▶ **INPUT RECORDS**:
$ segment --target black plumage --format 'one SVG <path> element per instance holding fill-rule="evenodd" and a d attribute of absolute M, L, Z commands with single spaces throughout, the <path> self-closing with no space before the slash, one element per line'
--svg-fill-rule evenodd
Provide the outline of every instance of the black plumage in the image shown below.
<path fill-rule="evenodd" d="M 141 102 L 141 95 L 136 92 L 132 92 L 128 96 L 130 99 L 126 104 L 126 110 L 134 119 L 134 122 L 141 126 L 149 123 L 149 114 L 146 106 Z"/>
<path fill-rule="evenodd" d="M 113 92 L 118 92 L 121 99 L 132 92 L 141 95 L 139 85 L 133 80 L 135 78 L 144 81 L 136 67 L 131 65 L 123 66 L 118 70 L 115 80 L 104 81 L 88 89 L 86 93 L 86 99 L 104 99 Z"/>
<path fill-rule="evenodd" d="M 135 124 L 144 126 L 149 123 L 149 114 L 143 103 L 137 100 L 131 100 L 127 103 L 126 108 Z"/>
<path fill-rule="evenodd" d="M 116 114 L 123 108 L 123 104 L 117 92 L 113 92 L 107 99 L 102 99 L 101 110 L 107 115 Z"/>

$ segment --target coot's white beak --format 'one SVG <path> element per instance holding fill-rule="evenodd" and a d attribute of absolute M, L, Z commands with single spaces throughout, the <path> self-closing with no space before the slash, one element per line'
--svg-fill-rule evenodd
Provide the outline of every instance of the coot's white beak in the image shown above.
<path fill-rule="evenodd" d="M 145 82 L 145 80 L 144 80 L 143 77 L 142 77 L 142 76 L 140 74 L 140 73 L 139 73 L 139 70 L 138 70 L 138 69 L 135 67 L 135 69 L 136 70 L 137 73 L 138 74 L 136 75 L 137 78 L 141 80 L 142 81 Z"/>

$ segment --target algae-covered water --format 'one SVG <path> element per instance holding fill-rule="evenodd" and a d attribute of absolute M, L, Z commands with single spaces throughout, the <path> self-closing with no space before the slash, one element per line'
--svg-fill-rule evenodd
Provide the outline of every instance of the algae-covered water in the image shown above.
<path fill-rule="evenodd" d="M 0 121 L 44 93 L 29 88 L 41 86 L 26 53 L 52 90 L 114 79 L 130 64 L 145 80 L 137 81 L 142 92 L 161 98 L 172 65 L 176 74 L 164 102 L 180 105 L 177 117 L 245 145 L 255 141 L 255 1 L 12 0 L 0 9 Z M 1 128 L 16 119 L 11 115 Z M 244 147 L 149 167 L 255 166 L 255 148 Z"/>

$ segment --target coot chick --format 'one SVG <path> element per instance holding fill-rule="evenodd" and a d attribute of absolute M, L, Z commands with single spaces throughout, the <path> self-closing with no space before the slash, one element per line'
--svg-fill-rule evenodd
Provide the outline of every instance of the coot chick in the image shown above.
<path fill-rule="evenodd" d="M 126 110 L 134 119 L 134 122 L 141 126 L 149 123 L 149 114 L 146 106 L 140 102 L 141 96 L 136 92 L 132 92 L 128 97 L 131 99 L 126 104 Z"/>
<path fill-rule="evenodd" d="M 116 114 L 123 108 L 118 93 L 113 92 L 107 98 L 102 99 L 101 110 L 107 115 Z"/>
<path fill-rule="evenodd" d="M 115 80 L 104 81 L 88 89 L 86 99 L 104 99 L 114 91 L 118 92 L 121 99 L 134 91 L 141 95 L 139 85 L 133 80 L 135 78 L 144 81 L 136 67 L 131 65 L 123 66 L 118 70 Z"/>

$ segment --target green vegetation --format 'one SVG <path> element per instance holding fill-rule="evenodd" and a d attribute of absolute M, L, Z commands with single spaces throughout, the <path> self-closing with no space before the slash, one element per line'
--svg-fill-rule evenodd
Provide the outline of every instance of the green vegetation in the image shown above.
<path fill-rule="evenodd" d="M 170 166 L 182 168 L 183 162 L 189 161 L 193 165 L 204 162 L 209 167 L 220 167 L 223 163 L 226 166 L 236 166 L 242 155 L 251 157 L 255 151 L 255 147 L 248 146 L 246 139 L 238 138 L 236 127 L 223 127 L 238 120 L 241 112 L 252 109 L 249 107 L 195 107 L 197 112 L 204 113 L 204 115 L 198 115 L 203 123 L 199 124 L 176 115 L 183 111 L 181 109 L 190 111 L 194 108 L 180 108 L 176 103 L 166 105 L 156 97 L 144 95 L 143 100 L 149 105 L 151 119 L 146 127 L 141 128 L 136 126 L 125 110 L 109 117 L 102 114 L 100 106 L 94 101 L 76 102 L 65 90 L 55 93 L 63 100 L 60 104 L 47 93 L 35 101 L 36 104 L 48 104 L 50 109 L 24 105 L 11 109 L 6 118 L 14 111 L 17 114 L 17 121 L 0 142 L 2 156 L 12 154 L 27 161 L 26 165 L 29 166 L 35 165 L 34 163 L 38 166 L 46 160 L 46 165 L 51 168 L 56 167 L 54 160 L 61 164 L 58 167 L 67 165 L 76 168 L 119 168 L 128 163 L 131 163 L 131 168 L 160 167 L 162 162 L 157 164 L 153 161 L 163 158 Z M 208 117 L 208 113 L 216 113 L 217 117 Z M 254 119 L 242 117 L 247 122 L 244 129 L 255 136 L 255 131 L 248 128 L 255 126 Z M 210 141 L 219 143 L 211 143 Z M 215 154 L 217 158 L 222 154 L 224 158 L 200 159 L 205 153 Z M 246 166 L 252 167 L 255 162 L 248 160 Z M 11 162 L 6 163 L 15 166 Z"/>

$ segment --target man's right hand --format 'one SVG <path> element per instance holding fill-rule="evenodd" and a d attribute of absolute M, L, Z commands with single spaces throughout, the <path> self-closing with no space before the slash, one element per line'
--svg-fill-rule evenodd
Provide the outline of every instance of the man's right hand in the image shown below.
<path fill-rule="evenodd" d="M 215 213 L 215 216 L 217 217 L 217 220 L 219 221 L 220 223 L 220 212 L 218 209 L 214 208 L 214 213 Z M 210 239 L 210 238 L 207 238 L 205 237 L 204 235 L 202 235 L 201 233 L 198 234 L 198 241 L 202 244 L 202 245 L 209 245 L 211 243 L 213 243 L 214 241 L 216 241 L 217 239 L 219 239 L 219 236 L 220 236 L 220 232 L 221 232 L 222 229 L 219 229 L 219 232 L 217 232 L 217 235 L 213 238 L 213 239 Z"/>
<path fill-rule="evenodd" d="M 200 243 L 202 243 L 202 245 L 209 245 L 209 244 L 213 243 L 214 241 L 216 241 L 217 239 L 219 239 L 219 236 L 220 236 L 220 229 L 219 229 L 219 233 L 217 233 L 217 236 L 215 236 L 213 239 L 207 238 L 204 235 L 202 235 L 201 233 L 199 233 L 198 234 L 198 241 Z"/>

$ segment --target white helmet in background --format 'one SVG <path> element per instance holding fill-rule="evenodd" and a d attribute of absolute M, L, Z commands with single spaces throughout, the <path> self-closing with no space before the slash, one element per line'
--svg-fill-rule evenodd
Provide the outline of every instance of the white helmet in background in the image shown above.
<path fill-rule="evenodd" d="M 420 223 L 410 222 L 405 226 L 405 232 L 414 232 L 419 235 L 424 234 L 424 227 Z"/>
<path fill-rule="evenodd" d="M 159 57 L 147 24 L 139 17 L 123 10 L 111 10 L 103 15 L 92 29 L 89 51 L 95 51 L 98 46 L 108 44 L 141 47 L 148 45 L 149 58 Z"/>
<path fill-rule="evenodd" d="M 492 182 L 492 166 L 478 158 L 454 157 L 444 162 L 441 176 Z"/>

▶ **TASK BRIEF**: Rewrite every line of all the items above as a JSON array of strings, one string per line, with blank lines left out.

▶ **PROBLEM SOLUTION**:
[
  "$ segment --target black plumage --format 'one SVG <path> element per instance holding fill-rule=\"evenodd\" and a d attribute of absolute M, L, Z commands with single spaces throughout, the <path> self-closing with no space before the slash, one element per line'",
  "--svg-fill-rule evenodd",
  "Provide the outline of every instance of the black plumage in the image shown below.",
  "<path fill-rule=\"evenodd\" d=\"M 141 102 L 141 95 L 136 92 L 132 92 L 128 96 L 130 99 L 126 104 L 126 110 L 134 119 L 134 122 L 141 126 L 149 123 L 149 114 L 146 106 Z\"/>",
  "<path fill-rule=\"evenodd\" d=\"M 113 92 L 118 92 L 121 99 L 132 92 L 141 95 L 139 85 L 133 80 L 135 78 L 144 81 L 136 67 L 131 65 L 123 66 L 118 70 L 115 80 L 104 81 L 88 89 L 86 93 L 86 99 L 104 99 Z\"/>",
  "<path fill-rule=\"evenodd\" d=\"M 135 124 L 144 126 L 149 123 L 149 114 L 143 103 L 137 100 L 131 100 L 127 103 L 126 108 Z\"/>",
  "<path fill-rule=\"evenodd\" d=\"M 116 114 L 123 108 L 123 104 L 117 92 L 113 92 L 107 99 L 102 99 L 101 110 L 107 115 Z\"/>",
  "$ segment --target coot's white beak --format 'one SVG <path> element per instance holding fill-rule=\"evenodd\" and a d attribute of absolute M, L, Z commands with single spaces throughout, the <path> self-closing with no space before the slash, one element per line'",
  "--svg-fill-rule evenodd",
  "Provide the outline of every instance of the coot's white beak in the image shown above.",
  "<path fill-rule=\"evenodd\" d=\"M 145 82 L 145 80 L 144 80 L 143 77 L 142 77 L 142 76 L 140 74 L 140 73 L 139 73 L 139 70 L 138 70 L 138 69 L 135 67 L 135 69 L 136 70 L 137 73 L 138 74 L 136 75 L 137 78 L 141 80 L 142 81 Z\"/>",
  "$ segment --target algae-covered water --format 'one SVG <path> element per instance holding fill-rule=\"evenodd\" and a d attribute of absolute M, L, Z commands with single spaces throughout, the <path> self-closing with no space before the slash, one element per line'",
  "--svg-fill-rule evenodd",
  "Provide the outline of every instance of the algae-covered water in the image shown above.",
  "<path fill-rule=\"evenodd\" d=\"M 0 121 L 44 93 L 29 88 L 41 86 L 26 53 L 52 90 L 114 79 L 130 64 L 145 80 L 137 81 L 142 92 L 161 98 L 172 65 L 176 74 L 164 102 L 180 105 L 177 117 L 245 145 L 255 141 L 255 1 L 12 0 L 0 9 Z M 1 128 L 16 119 L 11 115 Z M 244 147 L 149 167 L 255 166 L 255 148 Z\"/>",
  "$ segment --target coot chick --format 'one SVG <path> element per instance holding fill-rule=\"evenodd\" and a d attribute of absolute M, L, Z commands with single spaces throughout, the <path> self-closing with no space before the slash, one element per line'",
  "--svg-fill-rule evenodd",
  "Provide the outline of every instance of the coot chick in the image shown above.",
  "<path fill-rule=\"evenodd\" d=\"M 126 110 L 134 119 L 134 122 L 141 126 L 149 123 L 149 114 L 146 106 L 140 102 L 141 96 L 136 92 L 132 92 L 128 97 L 131 99 L 126 104 Z\"/>",
  "<path fill-rule=\"evenodd\" d=\"M 116 114 L 123 108 L 118 93 L 113 92 L 107 98 L 102 99 L 101 110 L 107 115 Z\"/>",
  "<path fill-rule=\"evenodd\" d=\"M 115 80 L 104 81 L 88 89 L 86 99 L 104 99 L 114 91 L 118 92 L 121 99 L 134 91 L 141 95 L 139 85 L 133 80 L 135 78 L 144 81 L 136 67 L 131 65 L 123 66 L 118 70 Z\"/>",
  "$ segment --target green vegetation --format 'one SVG <path> element per instance holding fill-rule=\"evenodd\" and a d attribute of absolute M, L, Z commands with single spaces throughout, the <path> self-closing with no space before the slash, one element per line'",
  "--svg-fill-rule evenodd",
  "Provide the outline of every instance of the green vegetation in the image shown above.",
  "<path fill-rule=\"evenodd\" d=\"M 170 166 L 182 168 L 183 162 L 189 161 L 193 165 L 204 162 L 209 167 L 220 167 L 223 163 L 226 166 L 236 166 L 242 155 L 251 157 L 255 151 L 255 147 L 248 146 L 246 139 L 238 138 L 236 127 L 223 127 L 238 120 L 241 112 L 252 109 L 249 107 L 195 107 L 197 112 L 204 113 L 204 115 L 198 115 L 203 123 L 199 124 L 176 115 L 183 111 L 181 109 L 190 111 L 194 108 L 180 108 L 176 103 L 166 105 L 156 97 L 144 95 L 143 100 L 149 105 L 151 119 L 146 127 L 141 128 L 136 126 L 125 110 L 109 117 L 102 114 L 100 106 L 94 101 L 76 102 L 65 90 L 55 93 L 63 100 L 60 104 L 47 93 L 35 101 L 36 104 L 48 104 L 50 109 L 24 105 L 11 109 L 6 118 L 14 111 L 17 114 L 17 121 L 0 142 L 2 156 L 12 154 L 27 161 L 26 165 L 29 166 L 35 165 L 34 163 L 38 166 L 46 160 L 46 165 L 51 168 L 56 167 L 54 160 L 61 164 L 58 167 L 67 165 L 76 168 L 119 168 L 128 163 L 131 163 L 131 168 L 160 167 L 162 162 L 157 164 L 153 161 L 163 158 Z M 208 117 L 208 113 L 216 113 L 217 117 Z M 254 119 L 242 117 L 247 122 L 244 129 L 255 136 L 255 131 L 248 128 L 255 126 Z M 210 141 L 219 143 L 211 143 Z M 215 154 L 217 158 L 222 154 L 224 158 L 200 159 L 205 153 Z M 246 166 L 252 167 L 255 162 L 248 160 Z M 11 162 L 6 163 L 15 166 Z\"/>",
  "$ segment --target man's right hand --format 'one SVG <path> element per instance holding fill-rule=\"evenodd\" and a d attribute of absolute M, L, Z commands with single spaces throughout, the <path> self-closing with no space before the slash, one element per line'",
  "--svg-fill-rule evenodd",
  "Provide the outline of every instance of the man's right hand in the image shown below.",
  "<path fill-rule=\"evenodd\" d=\"M 215 213 L 215 216 L 217 217 L 217 220 L 219 221 L 220 223 L 220 212 L 218 209 L 214 208 L 214 213 Z M 210 239 L 210 238 L 207 238 L 205 237 L 204 235 L 202 235 L 201 233 L 198 234 L 198 241 L 202 244 L 202 245 L 209 245 L 211 243 L 213 243 L 214 241 L 216 241 L 217 239 L 219 239 L 219 236 L 220 236 L 220 232 L 221 232 L 222 229 L 219 229 L 219 232 L 217 232 L 217 235 L 213 238 L 213 239 Z\"/>",
  "<path fill-rule=\"evenodd\" d=\"M 200 243 L 202 243 L 202 245 L 209 245 L 209 244 L 213 243 L 214 241 L 216 241 L 217 239 L 219 239 L 219 236 L 220 236 L 220 229 L 219 229 L 219 233 L 217 233 L 217 236 L 215 236 L 213 239 L 207 238 L 204 235 L 202 235 L 201 233 L 199 233 L 198 234 L 198 241 Z\"/>",
  "$ segment --target white helmet in background --format 'one SVG <path> element per instance holding fill-rule=\"evenodd\" and a d attribute of absolute M, L, Z commands with single spaces throughout, the <path> self-closing with no space before the slash, one element per line'",
  "--svg-fill-rule evenodd",
  "Provide the outline of every instance of the white helmet in background in the image shown above.",
  "<path fill-rule=\"evenodd\" d=\"M 420 223 L 410 222 L 405 226 L 405 232 L 414 232 L 419 235 L 424 234 L 424 227 Z\"/>",
  "<path fill-rule=\"evenodd\" d=\"M 159 57 L 147 24 L 139 17 L 123 10 L 111 10 L 103 15 L 92 29 L 89 51 L 95 51 L 98 46 L 108 44 L 141 47 L 148 45 L 149 58 Z\"/>",
  "<path fill-rule=\"evenodd\" d=\"M 492 182 L 492 166 L 478 158 L 454 157 L 444 162 L 441 176 Z\"/>"
]